*WORK ORDER:* Word for word, copy the records and drop the pictures.

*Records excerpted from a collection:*
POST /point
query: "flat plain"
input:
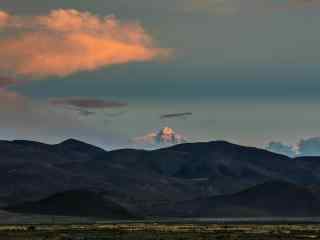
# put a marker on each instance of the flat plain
(159, 231)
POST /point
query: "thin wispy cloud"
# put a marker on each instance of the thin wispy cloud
(67, 41)
(87, 103)
(176, 115)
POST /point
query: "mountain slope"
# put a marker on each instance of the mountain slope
(74, 203)
(139, 179)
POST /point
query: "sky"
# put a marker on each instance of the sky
(108, 71)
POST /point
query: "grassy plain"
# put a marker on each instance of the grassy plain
(154, 231)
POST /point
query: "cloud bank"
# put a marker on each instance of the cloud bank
(305, 147)
(67, 41)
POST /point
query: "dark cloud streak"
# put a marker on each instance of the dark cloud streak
(87, 103)
(175, 115)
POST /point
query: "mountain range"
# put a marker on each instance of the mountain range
(208, 179)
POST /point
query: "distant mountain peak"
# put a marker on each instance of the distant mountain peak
(165, 136)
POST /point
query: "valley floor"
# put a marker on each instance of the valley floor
(154, 231)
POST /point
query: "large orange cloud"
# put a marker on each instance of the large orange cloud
(4, 17)
(67, 41)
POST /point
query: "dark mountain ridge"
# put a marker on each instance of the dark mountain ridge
(140, 179)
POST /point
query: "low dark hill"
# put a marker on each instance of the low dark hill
(74, 203)
(139, 179)
(271, 199)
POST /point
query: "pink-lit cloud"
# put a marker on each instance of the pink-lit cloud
(68, 41)
(4, 18)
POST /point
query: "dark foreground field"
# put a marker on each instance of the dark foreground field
(160, 232)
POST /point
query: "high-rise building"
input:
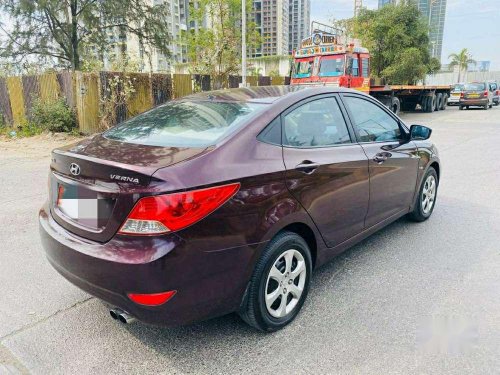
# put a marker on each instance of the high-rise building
(282, 25)
(299, 22)
(381, 3)
(123, 43)
(272, 19)
(434, 12)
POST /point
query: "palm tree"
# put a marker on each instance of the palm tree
(462, 60)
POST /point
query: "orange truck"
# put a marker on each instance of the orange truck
(327, 57)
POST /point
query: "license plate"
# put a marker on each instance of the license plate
(83, 205)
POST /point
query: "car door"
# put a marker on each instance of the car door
(325, 170)
(393, 166)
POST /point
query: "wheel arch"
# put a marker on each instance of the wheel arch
(306, 232)
(436, 167)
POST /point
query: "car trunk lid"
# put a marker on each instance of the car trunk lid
(95, 183)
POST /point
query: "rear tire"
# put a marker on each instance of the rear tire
(283, 272)
(426, 198)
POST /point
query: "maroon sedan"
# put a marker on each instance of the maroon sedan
(228, 200)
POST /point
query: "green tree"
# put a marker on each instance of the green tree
(462, 60)
(60, 31)
(397, 37)
(216, 50)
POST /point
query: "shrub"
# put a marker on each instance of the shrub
(53, 115)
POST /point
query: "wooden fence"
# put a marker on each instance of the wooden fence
(85, 92)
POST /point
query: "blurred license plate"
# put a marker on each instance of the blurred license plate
(83, 205)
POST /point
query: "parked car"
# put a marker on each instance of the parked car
(476, 94)
(495, 89)
(229, 200)
(455, 93)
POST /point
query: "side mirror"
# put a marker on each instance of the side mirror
(420, 133)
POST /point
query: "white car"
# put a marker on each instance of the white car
(455, 93)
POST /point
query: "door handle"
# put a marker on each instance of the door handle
(381, 157)
(307, 167)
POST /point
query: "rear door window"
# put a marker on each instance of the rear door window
(318, 123)
(372, 123)
(185, 124)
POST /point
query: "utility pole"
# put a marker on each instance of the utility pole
(243, 44)
(358, 4)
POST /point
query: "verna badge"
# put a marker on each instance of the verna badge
(74, 169)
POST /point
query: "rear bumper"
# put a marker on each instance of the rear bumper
(478, 102)
(209, 282)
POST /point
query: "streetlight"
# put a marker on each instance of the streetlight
(243, 43)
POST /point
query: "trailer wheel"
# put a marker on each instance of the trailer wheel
(439, 102)
(445, 102)
(395, 105)
(429, 104)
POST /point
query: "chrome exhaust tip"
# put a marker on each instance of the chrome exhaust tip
(126, 318)
(115, 312)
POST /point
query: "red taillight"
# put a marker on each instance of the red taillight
(170, 212)
(155, 299)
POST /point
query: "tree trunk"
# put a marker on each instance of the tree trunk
(75, 58)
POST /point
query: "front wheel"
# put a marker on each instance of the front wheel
(279, 284)
(426, 199)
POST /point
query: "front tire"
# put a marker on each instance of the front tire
(279, 284)
(426, 199)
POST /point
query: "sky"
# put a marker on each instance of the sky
(471, 24)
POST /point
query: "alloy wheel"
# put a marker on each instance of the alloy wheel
(285, 283)
(428, 194)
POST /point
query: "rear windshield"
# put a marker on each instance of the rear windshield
(475, 86)
(184, 124)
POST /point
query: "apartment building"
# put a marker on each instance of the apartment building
(434, 12)
(299, 26)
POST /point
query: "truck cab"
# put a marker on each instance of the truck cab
(327, 57)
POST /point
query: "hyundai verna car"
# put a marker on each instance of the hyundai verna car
(227, 201)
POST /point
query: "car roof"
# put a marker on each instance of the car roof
(260, 94)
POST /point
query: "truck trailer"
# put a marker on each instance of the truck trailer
(328, 57)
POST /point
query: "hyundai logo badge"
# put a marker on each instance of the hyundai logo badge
(74, 169)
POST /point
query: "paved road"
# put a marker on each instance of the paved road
(414, 298)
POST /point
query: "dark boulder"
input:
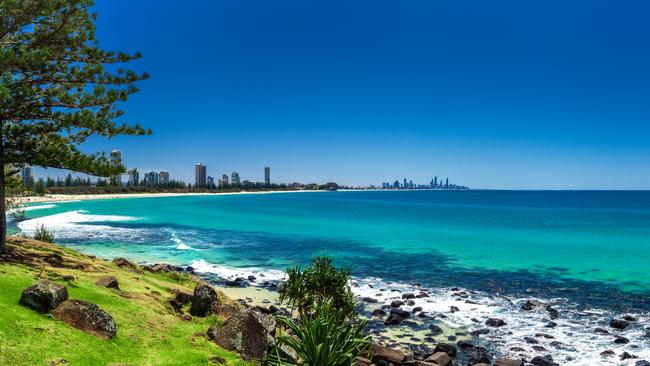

*OUTPUT OF THE TASK:*
POST /point
query: "flat plain"
input:
# put a marker on each instance of the flat plain
(159, 231)
POST /point
query: "thin wispy cloud"
# put a marker on each instance of the thin wispy cloud
(67, 41)
(87, 103)
(176, 115)
POST /point
query: "mountain slope"
# put a marker on each instance of the mountain slope
(74, 203)
(139, 179)
POST /point
query: "sky"
# put a marker on each instance of the sky
(108, 71)
POST /point
query: "grassy plain"
# put a marker on each instance of the grassy plain
(154, 231)
POST /point
query: "cloud bank"
# put a marker on each instance of the cloud bank
(305, 147)
(67, 41)
POST /point
query: "dark cloud streak"
# put a marker on each instance of the dark cloud streak
(87, 103)
(175, 115)
POST /point
query: "mountain range"
# put a marker on each instance of the mountain range
(208, 179)
POST /point
query: "distant mountain peak"
# put a marker on each instance of the distant mountain peak
(165, 136)
POST /point
query: "valley floor"
# put a marker on each instance of the valley floor
(154, 231)
POST /point
query: "large orange cloud"
# put a marker on each instance of the large orange cloud
(4, 17)
(67, 41)
POST /point
query: "dark mountain ridge"
# put a marker on each instance of the dark mountain ridge
(140, 179)
POST /point
query: "low dark hill"
# put a marker on each instance of the low dark hill
(74, 203)
(139, 179)
(271, 199)
POST /point
query: "pink-lit cloud"
# put a marker on each instance of the pink-lit cloud
(68, 41)
(4, 18)
POST /point
query: "dark foreground field"
# put a marker on each instance of the dark foreground field
(160, 232)
POST /point
query: "high-rise building"
input:
# put a marker on each instance of the high-rise building
(282, 25)
(299, 22)
(381, 3)
(123, 43)
(272, 19)
(434, 12)
POST /point
query: "palm tree"
# put a marker on each instance of the palm tree
(462, 60)
POST /point
query: "orange truck"
# put a marker on each instance of the orange truck
(327, 57)
POST /point
query: "license plate"
# put a marker on each instance of the license plate
(83, 205)
POST /point
query: "car door"
# put a marker on each instance of the car door
(325, 170)
(393, 166)
POST /point
query: "wheel arch"
# put a marker on each instance of the wheel arch
(306, 232)
(436, 167)
POST /point
query: "car trunk lid"
# put a marker on each instance of the car trunk lid
(95, 183)
POST /point
query: "rear tire"
# put a marker on each instance of the rear tire
(283, 272)
(426, 198)
POST /point
query: "maroon sedan"
# put a marker on each instance of the maroon sedan
(228, 200)
POST /point
query: "green tree"
# put a marker on each instance of the green tree
(462, 60)
(60, 31)
(397, 37)
(216, 50)
POST /point
query: "shrub"
# put a marker on each instance of the shrub
(53, 115)
POST /point
query: "wooden fence"
# put a marker on each instance of the wooden fence
(85, 92)
POST /point
query: "blurred license plate"
# put a marker on each instance of the blurred license plate
(83, 205)
POST /point
query: "parked car"
# put a marker on each instance of the parked car
(476, 94)
(495, 89)
(229, 200)
(455, 93)
POST /point
query: "side mirror"
# put a marker on each instance of the side mirror
(420, 133)
POST /point
query: "white car"
# put a marker on each instance of the white car
(455, 93)
POST /point
query: "door handle"
# put a marker on each instance of the door handle
(381, 157)
(307, 167)
POST /point
query: "rear door window"
# put a marker on each instance of the rear door window
(318, 123)
(372, 123)
(185, 124)
POST /point
query: "utility pole"
# put a marker on each instance of the utility pole
(243, 44)
(358, 4)
POST /point
query: "verna badge"
# put a marker on each instance of the verna badge
(74, 169)
POST /point
query: "rear bumper"
# put a marker on each instance of the rear bumper
(478, 102)
(209, 282)
POST /point
query: "streetlight"
# put a marker on each instance of the streetlight
(243, 43)
POST /point
query: "trailer wheel"
# put a marker on each instance of the trailer wheel
(439, 102)
(445, 102)
(395, 105)
(429, 104)
POST /point
query: "chrome exhaust tip"
# put a marker on each instance of the chrome exhaust tip
(126, 318)
(115, 312)
POST /point
query: "red taillight"
# put a marker on each instance of the red taillight
(170, 212)
(155, 299)
POST /point
query: "tree trunk"
# put a marker on each instance of the tree trunk
(75, 58)
POST /point
query: "front wheel"
# put a marker on each instance of the front wheel
(279, 284)
(426, 199)
POST /point
query: "front tire"
# put a marker on each instance of the front tire
(279, 284)
(426, 199)
POST /point
query: "sky"
# put a marker on each instance of the sky
(471, 24)
POST /point
query: "alloy wheel"
# put a marker on each instance of the alloy wheel
(285, 283)
(428, 194)
POST /point
query: "rear windshield"
# put a marker on each instance of the rear windshield
(475, 86)
(184, 124)
POST /point
query: "apartment building"
# put a marker on each instance of the apartment building
(434, 12)
(299, 26)
POST /point
query: "truck cab"
# put a marker on each instance of the truck cab
(327, 57)
POST /point
query: "hyundai verna car"
# put a marker on each instance of the hyundai verna car
(227, 201)
POST /point
query: "car roof"
# put a marker on each instance of the car roof
(260, 94)
POST /point
query: "truck trailer"
# put a marker on each instance of the truck trailer
(328, 57)
POST /point
query: "hyundai logo badge"
# put a marker on each instance of the hyundai logo badge
(74, 169)
POST /point
query: "paved road"
# put a marker on each instance of the paved road
(414, 298)
POST /point
query: "dark boulder"
input:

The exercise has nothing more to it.